##### Records provided #####
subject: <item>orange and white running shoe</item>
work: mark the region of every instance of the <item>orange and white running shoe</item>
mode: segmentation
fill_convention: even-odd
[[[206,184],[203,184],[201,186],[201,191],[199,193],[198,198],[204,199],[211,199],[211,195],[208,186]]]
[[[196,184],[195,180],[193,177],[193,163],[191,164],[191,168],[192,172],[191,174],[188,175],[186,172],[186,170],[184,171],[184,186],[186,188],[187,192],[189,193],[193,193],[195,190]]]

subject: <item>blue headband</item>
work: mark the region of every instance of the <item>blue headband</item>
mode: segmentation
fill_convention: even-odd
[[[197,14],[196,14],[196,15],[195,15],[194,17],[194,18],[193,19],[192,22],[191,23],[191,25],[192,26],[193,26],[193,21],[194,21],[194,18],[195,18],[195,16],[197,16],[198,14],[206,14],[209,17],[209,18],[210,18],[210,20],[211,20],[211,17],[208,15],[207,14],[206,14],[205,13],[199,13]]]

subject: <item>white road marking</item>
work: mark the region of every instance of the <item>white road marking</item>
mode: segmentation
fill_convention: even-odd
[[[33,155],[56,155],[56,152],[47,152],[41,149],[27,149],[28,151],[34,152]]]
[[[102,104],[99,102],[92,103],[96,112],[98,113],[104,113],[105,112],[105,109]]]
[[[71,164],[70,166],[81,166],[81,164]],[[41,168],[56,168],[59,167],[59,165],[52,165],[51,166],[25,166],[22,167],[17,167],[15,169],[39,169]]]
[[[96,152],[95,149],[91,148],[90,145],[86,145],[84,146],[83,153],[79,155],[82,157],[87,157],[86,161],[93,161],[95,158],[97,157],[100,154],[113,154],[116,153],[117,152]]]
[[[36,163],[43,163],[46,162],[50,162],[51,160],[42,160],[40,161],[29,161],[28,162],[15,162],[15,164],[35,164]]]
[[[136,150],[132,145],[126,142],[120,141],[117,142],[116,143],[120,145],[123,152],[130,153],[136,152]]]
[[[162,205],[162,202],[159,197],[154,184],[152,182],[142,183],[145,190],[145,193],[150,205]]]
#####
* [Exercise]: Select every line above that contains the string "item", matching case exactly.

* [Task output]:
subject: <item>orange and white running shoe</item>
work: mark the region of every instance of the <item>orange and white running shoe</item>
subject: <item>blue headband</item>
work: mark the region of every instance of the <item>blue headband</item>
subject: <item>white road marking</item>
work: mark the region of every instance of the <item>white road marking</item>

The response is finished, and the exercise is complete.